*** Begin section ***

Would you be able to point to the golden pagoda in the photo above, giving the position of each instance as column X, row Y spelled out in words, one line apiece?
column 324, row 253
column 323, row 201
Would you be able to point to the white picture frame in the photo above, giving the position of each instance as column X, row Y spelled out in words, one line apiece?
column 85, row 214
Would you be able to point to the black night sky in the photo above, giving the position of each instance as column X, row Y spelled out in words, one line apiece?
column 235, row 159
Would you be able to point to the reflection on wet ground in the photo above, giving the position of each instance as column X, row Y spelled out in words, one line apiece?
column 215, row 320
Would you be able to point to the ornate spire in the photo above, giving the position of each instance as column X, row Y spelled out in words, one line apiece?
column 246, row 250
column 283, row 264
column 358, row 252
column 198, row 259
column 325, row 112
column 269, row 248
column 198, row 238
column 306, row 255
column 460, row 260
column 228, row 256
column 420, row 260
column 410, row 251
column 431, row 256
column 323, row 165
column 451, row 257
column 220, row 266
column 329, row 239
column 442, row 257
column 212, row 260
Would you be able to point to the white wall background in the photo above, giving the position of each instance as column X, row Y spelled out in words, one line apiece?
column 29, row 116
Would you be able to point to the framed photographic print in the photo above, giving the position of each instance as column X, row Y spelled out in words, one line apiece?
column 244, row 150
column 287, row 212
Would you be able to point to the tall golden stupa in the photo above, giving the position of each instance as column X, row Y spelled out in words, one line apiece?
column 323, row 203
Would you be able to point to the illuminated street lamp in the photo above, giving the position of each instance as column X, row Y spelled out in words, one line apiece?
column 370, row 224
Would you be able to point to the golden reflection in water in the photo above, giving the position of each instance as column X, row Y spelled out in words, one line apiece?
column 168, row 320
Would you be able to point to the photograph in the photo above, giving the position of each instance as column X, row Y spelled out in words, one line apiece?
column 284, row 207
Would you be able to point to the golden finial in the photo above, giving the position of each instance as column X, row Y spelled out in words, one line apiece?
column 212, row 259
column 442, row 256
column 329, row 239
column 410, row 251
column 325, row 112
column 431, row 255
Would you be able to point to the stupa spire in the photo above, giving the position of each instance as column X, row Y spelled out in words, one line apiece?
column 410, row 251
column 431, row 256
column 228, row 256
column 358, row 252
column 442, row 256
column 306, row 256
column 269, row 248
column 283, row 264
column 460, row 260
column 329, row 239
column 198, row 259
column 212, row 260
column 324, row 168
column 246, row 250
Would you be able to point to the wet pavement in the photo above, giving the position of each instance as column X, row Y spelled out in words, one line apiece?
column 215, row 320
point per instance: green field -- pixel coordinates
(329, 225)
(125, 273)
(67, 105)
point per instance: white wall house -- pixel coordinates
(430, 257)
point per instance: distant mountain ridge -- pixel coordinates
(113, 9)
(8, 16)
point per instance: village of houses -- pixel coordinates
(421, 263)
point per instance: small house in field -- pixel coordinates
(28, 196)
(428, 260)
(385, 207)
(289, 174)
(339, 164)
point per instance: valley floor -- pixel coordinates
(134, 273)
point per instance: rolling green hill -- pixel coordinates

*** End section ***

§ **Task directions**
Everything from the line that contains "Would you be able to point to the wet" through the end of the records must be duplicated exactly, and nothing outside that range.

§ **Solution to this exercise**
Would you be able to point to the wet pavement in the photo above, giving the position of each instance as column X, row Y spelled out in words, one line apiece?
column 215, row 320
point per instance: green field -- pixel coordinates
(329, 225)
(125, 273)
(67, 105)
point per instance: white wall house -- pixel coordinates
(430, 257)
point per instance: distant mountain ridge -- pixel coordinates
(113, 9)
(8, 16)
point per instance: village of houses -- pixel coordinates
(421, 263)
point per instance: small house in field -- pixel coordinates
(28, 196)
(428, 260)
(385, 207)
(289, 174)
(339, 164)
point per instance: valley floor -- pixel coordinates
(134, 273)
point per instance: rolling green hill -- pixel coordinates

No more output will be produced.